━━ ITEMS
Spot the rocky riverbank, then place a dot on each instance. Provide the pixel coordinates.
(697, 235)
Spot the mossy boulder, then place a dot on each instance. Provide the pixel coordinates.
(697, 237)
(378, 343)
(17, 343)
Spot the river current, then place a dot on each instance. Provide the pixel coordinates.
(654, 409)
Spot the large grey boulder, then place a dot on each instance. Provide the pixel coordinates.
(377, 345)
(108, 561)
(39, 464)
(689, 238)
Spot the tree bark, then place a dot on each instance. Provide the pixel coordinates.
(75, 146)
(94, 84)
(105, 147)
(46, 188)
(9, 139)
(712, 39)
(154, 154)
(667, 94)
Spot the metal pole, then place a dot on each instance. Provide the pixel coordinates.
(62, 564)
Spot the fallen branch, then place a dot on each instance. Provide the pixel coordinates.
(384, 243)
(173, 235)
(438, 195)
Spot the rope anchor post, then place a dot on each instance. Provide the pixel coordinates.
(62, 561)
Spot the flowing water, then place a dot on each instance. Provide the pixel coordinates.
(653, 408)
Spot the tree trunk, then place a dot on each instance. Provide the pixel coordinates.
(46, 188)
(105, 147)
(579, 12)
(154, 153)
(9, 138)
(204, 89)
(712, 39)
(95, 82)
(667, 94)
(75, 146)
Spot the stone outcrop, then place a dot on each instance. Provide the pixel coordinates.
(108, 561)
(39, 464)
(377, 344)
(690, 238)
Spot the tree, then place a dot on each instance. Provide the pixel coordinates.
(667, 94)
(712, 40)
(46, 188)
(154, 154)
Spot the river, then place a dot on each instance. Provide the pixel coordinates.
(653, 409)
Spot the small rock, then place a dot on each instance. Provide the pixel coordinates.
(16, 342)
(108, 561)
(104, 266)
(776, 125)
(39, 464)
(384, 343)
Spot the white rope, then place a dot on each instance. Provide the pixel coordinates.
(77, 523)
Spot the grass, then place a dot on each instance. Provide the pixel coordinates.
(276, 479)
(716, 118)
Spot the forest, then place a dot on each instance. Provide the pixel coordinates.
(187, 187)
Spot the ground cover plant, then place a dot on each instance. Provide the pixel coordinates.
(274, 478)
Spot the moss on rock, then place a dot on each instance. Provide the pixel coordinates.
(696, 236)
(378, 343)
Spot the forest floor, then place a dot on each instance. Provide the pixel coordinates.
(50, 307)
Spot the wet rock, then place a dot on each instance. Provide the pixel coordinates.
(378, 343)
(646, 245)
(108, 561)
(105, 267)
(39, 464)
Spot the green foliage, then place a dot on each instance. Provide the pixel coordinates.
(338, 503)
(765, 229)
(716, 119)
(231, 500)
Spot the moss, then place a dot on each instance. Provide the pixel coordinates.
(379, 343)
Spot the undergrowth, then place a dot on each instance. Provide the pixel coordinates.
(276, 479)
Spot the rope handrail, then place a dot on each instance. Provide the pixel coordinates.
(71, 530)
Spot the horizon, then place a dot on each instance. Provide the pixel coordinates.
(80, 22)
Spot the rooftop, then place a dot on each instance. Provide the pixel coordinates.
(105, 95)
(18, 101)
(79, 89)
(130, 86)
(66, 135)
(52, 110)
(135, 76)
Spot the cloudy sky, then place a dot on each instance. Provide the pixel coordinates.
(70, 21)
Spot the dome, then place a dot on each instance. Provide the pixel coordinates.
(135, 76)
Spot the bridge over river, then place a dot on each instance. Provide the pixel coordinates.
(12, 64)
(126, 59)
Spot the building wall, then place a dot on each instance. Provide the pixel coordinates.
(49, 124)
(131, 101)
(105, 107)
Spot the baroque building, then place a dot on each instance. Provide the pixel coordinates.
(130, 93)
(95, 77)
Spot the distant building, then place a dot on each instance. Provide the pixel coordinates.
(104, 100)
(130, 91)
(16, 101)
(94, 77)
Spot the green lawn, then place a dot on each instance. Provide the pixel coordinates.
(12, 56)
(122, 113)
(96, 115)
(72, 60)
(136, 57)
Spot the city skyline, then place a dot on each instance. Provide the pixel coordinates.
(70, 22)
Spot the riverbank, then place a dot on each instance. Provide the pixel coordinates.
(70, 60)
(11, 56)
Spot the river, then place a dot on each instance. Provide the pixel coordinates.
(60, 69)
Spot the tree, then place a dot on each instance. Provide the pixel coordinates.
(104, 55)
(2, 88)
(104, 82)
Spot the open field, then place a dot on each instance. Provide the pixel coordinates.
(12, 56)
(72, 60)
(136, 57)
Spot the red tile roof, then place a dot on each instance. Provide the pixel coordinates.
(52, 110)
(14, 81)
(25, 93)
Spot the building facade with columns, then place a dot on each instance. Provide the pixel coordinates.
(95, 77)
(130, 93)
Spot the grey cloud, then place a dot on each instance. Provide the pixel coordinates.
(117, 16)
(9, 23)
━━━━
WHAT YOU NEED TO DO:
Repeat the entries above exactly, leaving nothing out.

EXERCISE SOLUTION:
Spot the rocky riverbank, then place a dot on each instance. Provide the pixel coordinates.
(697, 235)
Spot the mossy boulder, then place a dot on each instance. Provide the pixel coordinates.
(697, 237)
(378, 343)
(17, 343)
Spot the river current, then place a dot on each instance. Provide the pixel coordinates.
(654, 409)
Spot the large grey boulder, then place a dot on each instance. Provide the pixel coordinates.
(377, 345)
(108, 561)
(39, 464)
(689, 238)
Spot the tree bark, then place a dot on each instance. Provide the pixel coordinates.
(75, 146)
(94, 84)
(105, 147)
(46, 188)
(9, 139)
(712, 39)
(154, 154)
(667, 94)
Spot the metal pole, then place a dot on each instance. Provide the pixel coordinates.
(62, 564)
Spot the fallen branch, then place a dot on each instance. Provide the pixel coordinates.
(384, 243)
(173, 235)
(438, 195)
Spot the rope anchor post, then place a dot on each instance. Provide the pixel coordinates.
(62, 561)
Spot the flowing water, then place a dot on each instance. Provide the pixel coordinates.
(653, 408)
Spot the tree trunk, then place a dot on each instance. Provide the pixel coordinates.
(46, 188)
(105, 147)
(579, 12)
(154, 153)
(9, 138)
(204, 89)
(712, 39)
(95, 82)
(667, 94)
(75, 146)
Spot the stone outcrop, then place a dot on each instance. Provide the pixel coordinates.
(108, 561)
(39, 464)
(377, 344)
(690, 238)
Spot the tree, then place a dot on each instance. Provide the pixel coordinates.
(667, 94)
(712, 40)
(46, 188)
(154, 154)
Spot the river, then place a dot on each instance. Provide the pixel coordinates.
(653, 409)
Spot the small rock, then place a dot on each instance. Provide the pixel coordinates.
(16, 342)
(108, 561)
(104, 266)
(776, 125)
(39, 464)
(384, 343)
Spot the white rope, then place a dot on each instance. Provide the pixel coordinates.
(77, 523)
Spot the grass, then place a dot on each instance. Provide the pixel coordinates.
(276, 479)
(716, 118)
Spot the forest, then place a dot on each instance. Provide the pixel coordinates.
(187, 187)
Spot the ground cover plant, then place a dot on each instance. Provide the pixel coordinates.
(274, 478)
Spot the moss on rock, then place a dot on each instance. Provide the pixel coordinates.
(696, 236)
(378, 343)
Spot the forest floor, then place a dot on each instance. Provide the pixel coordinates.
(50, 307)
Spot the wet rock, then place a dot on each instance. Provide the pixel coordinates.
(378, 343)
(646, 245)
(108, 561)
(105, 267)
(39, 464)
Spot the green foliage, then place a dot on each instance. Provide the pixel coordinates.
(338, 503)
(765, 229)
(716, 119)
(231, 500)
Spot the moss, then place a dot on each instance. Provide the pixel coordinates.
(379, 343)
Spot the undergrowth, then place a dot on each instance. Provide the pixel coordinates.
(276, 479)
Spot the rope handrail, then place a dot on each instance. Provide the pixel coordinates.
(71, 530)
Spot the horizon, then place a dot on each instance. Provide the pixel coordinates.
(80, 22)
Spot the rooftop, then place a dot on each instance. Provide the pixel coordinates.
(105, 95)
(18, 101)
(79, 89)
(130, 86)
(66, 135)
(52, 110)
(135, 76)
Spot the cloudy sky, then place a dot on each instance. Provide the pixel coordinates.
(70, 21)
Spot the dome, then place a dot on each instance. Provide the pixel coordinates.
(135, 76)
Spot the bridge over river, then place a dot on each instance. Provide the pixel coordinates.
(12, 64)
(126, 59)
Spot the building wall, then place a dot on each instance. Provide the pixel coordinates.
(49, 124)
(131, 101)
(105, 107)
Spot the baroque building, then place a dot on each instance. Provide the pixel coordinates.
(130, 93)
(95, 77)
Spot the distant building, then place a dot on each instance. Provide the pixel coordinates.
(104, 100)
(130, 91)
(16, 101)
(94, 77)
Spot the green lawn, then place a dot on each instance. Provide the pixel coordinates.
(12, 56)
(122, 113)
(96, 115)
(72, 60)
(136, 57)
Spot the city skyline, then place a dot on each instance. Provide the pixel coordinates.
(70, 22)
Spot the riverbank, then place a dot on each instance. Provide the pixel coordinates.
(70, 60)
(11, 56)
Spot the river, then place a dot on each instance. Provide the pixel coordinates.
(60, 69)
Spot the tree, then place a dot on each instance. Provide the pixel coordinates.
(104, 55)
(2, 88)
(104, 82)
Spot the open field, then place a dot on each instance. Provide the pixel coordinates.
(12, 56)
(72, 60)
(136, 57)
Spot the red tile roof, then place a dot on each instance. Provide the pixel coordinates.
(52, 110)
(14, 81)
(25, 93)
Spot the building facade with columns, then place a dot on each instance. Provide the pixel coordinates.
(95, 77)
(130, 93)
Spot the grey cloud, then place a dot on each instance. Provide the pixel coordinates.
(117, 16)
(9, 23)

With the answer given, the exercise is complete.